#### What you will do:
Your task is to give the entries back exactly, leaving nothing out.

[Start of section]

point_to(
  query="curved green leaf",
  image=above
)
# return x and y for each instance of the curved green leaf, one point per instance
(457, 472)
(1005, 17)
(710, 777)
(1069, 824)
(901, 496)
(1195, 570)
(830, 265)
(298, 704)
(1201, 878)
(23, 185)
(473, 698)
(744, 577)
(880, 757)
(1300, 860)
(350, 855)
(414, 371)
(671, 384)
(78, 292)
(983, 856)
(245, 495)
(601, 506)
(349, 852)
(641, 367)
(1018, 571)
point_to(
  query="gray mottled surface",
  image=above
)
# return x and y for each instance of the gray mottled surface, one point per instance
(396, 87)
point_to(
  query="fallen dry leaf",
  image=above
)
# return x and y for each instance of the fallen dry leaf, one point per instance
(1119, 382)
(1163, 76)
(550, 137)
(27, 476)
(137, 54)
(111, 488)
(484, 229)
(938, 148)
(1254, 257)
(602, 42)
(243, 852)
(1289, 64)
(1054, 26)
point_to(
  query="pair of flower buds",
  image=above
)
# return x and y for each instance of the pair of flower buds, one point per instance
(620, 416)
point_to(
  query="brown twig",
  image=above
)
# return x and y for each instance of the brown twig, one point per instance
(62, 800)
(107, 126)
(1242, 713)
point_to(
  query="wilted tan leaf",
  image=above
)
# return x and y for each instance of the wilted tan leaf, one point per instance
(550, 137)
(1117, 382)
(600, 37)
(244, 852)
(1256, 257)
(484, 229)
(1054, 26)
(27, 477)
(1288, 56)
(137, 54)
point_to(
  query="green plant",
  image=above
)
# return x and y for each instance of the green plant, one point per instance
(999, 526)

[End of section]

#### Your solution:
point_to(
  query="curved green leaf",
  image=above
)
# return x and y for each instance of the curved green leaf, one point per instance
(457, 472)
(1005, 17)
(710, 777)
(1069, 824)
(901, 496)
(1195, 570)
(830, 265)
(298, 704)
(1201, 878)
(23, 185)
(473, 698)
(744, 577)
(880, 757)
(1300, 860)
(350, 855)
(414, 371)
(671, 384)
(78, 292)
(983, 856)
(245, 495)
(601, 506)
(349, 852)
(641, 367)
(1018, 571)
point_to(
  query="gray mottled surface",
  image=above
)
# return x and y for each instance of the gray mottled surface, one point per instance
(396, 87)
point_to(
  query="fallen dry leaf",
  image=above
)
# return x and y for each instance of the fallen dry leaf, one point per instance
(1119, 382)
(1163, 76)
(550, 137)
(27, 476)
(137, 54)
(111, 488)
(484, 229)
(938, 148)
(1254, 257)
(602, 42)
(243, 852)
(1289, 64)
(1054, 26)
point_to(
  query="pair of flower buds",
  image=above
)
# return x and y for each instance of the pair of flower buds, one point per instance
(620, 416)
point_to(
  query="brown twig",
  image=above
)
# return x and y for each instance of the brown twig, one point per instance
(62, 800)
(107, 126)
(1242, 713)
point_to(
  query="wilted tan leaf",
  image=above
)
# return x and y for each instance of the wilted tan leaf, one point per instance
(550, 137)
(1117, 382)
(600, 37)
(244, 852)
(1256, 257)
(484, 229)
(1054, 26)
(27, 477)
(1288, 56)
(137, 54)
point_to(
  query="green plant",
  image=above
)
# return x and y for each instance of the green plant, one point per instance
(999, 526)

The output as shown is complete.